• Set task 1: Reproduce the forum thread about a PSU restarting when the UPS switches, word for word and in full.

• Extracted text:

• • • •

# PSU Restarts when UPS Switches.



## CRACING (Sep 27, 2016)

Hello,

Since few weeks my PC is unexpectedly restarting or hangs and I'm unable to figure out the fault. Of course mains is not stable these days but it always happens when the UPS switches from battery to mains when the power is restored. Even if I manually switch OFF and ON, the PC restarts. Previously I had APC Back-UPS 650VA and after this problem started, I bought a new APC Back-UPS 1100VA but problem still persists. So it must be something with my PC components only.

The Gigabyte 620w PSU is 3+ years old and had no issues so far. I tried disconnecting everything from my PC, leaving only CPU and motherboard connected to the PSU but still the PSU restarts after mains restores on UPS.

Next I have connected my old 250w PSU to CPU+Motherboard and it doesn't restart. Though I cannot use it to run my whole system because of low wattage.

Then I tested the 620w PSU to run my old PC but surprisingly it works fine on it. Tested several times and no restarts.

• • • •

• Given data:

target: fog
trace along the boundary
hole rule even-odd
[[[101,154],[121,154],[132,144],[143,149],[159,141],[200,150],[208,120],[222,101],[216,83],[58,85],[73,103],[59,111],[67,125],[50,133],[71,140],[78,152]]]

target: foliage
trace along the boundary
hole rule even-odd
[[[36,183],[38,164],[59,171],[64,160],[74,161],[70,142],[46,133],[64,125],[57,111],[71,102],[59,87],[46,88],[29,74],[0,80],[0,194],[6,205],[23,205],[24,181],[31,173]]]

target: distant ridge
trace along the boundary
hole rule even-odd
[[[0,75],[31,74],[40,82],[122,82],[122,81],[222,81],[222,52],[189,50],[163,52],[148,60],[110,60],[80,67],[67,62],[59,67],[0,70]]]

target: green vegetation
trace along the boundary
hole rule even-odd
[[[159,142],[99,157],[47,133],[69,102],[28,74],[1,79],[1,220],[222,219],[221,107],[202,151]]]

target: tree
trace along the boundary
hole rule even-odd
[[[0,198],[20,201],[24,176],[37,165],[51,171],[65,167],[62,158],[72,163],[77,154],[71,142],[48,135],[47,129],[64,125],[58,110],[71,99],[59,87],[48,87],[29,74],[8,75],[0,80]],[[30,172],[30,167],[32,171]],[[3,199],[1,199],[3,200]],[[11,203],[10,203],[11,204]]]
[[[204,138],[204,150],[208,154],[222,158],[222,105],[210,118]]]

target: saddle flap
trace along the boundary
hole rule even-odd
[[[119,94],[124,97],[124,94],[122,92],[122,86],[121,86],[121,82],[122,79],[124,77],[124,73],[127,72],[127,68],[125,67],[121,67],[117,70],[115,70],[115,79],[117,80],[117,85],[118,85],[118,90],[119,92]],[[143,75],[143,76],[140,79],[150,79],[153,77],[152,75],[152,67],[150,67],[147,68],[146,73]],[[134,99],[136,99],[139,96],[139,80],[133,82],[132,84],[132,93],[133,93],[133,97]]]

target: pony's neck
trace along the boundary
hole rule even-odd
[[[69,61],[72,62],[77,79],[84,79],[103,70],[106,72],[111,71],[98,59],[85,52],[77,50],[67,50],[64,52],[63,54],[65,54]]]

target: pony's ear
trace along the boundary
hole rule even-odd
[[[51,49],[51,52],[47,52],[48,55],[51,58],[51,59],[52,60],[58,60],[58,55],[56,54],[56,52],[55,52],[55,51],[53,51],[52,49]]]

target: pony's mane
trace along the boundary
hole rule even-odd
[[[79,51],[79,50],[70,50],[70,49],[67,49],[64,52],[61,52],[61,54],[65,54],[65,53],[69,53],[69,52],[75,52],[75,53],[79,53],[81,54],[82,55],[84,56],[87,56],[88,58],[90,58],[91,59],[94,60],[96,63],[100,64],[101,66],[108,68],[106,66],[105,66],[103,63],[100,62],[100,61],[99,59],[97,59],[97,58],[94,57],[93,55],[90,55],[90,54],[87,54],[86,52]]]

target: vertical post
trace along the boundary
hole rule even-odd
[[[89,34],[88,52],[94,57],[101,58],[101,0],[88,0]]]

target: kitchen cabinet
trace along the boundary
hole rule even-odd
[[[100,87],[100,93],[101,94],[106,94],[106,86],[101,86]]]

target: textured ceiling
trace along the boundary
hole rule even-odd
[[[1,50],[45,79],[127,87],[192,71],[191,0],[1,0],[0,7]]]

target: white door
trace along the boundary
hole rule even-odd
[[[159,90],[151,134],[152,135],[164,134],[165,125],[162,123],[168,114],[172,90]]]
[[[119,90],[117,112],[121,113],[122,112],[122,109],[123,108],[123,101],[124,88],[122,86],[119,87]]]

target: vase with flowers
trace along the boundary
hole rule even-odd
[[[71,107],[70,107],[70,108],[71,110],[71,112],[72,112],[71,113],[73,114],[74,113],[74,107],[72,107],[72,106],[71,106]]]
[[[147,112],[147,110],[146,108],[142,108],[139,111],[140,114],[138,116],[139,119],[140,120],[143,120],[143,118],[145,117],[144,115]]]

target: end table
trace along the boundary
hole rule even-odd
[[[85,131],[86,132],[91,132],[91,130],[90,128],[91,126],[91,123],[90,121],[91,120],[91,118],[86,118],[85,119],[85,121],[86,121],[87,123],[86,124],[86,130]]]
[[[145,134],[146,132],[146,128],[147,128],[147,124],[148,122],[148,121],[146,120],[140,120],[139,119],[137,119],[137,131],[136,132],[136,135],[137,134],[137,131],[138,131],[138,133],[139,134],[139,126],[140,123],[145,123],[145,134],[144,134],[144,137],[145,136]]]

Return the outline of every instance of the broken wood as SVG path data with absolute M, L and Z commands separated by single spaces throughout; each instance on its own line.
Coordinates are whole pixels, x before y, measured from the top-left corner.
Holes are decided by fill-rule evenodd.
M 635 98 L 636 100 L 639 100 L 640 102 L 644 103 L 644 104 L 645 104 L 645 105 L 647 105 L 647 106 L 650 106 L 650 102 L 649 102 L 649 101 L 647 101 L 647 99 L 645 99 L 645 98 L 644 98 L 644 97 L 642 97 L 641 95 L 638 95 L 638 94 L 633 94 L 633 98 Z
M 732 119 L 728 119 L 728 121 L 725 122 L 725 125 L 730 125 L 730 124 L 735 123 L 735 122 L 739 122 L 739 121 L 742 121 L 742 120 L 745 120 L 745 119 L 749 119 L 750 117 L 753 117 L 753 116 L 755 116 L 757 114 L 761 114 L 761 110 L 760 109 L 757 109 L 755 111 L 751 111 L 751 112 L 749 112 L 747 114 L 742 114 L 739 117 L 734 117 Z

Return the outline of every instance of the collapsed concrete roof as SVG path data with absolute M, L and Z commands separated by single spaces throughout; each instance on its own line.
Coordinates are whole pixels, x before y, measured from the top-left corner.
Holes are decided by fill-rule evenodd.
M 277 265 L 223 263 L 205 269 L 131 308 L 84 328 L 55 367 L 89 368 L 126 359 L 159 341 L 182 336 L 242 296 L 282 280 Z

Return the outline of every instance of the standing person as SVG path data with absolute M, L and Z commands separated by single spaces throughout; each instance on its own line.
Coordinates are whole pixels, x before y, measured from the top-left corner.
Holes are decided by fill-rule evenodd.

• • • •

• Set task 2: Format the lines of the entries starting at the one containing "target: kitchen cabinet" and ending at the one containing "[[[100,87],[100,93],[101,94],[106,94],[106,86],[101,86]]]" as a numbered list, leaving out blank lines.

• Correct output 1:
# PSU Restarts when UPS Switches.



## CRACING (Sep 27, 2016)

Hello,

Since few weeks my PC is unexpectedly restarting or hangs and I'm unable to figure out the fault. Of course mains is not stable these days but it always happens when the UPS switches from battery to mains when the power is restored. Even if I manually switch OFF and ON, the PC restarts. Previously I had APC Back-UPS 650VA and after this problem started, I bought a new APC Back-UPS 1100VA but problem still persists. So it must be something with my PC components only.

The Gigabyte 620w PSU is 3+ years old and had no issues so far. I tried disconnecting everything from my PC, leaving only CPU and motherboard connected to the PSU but still the PSU restarts after mains restores on UPS.

Next I have connected my old 250w PSU to CPU+Motherboard and it doesn't restart. Though I cannot use it to run my whole system because of low wattage.

Then I tested the 620w PSU to run my old PC but surprisingly it works fine on it. Tested several times and no restarts.

• Correct output 2:
1. target: kitchen cabinet
2. trace along the boundary
3. hole rule even-odd
4. [[[100,87],[100,93],[101,94],[106,94],[106,86],[101,86]]]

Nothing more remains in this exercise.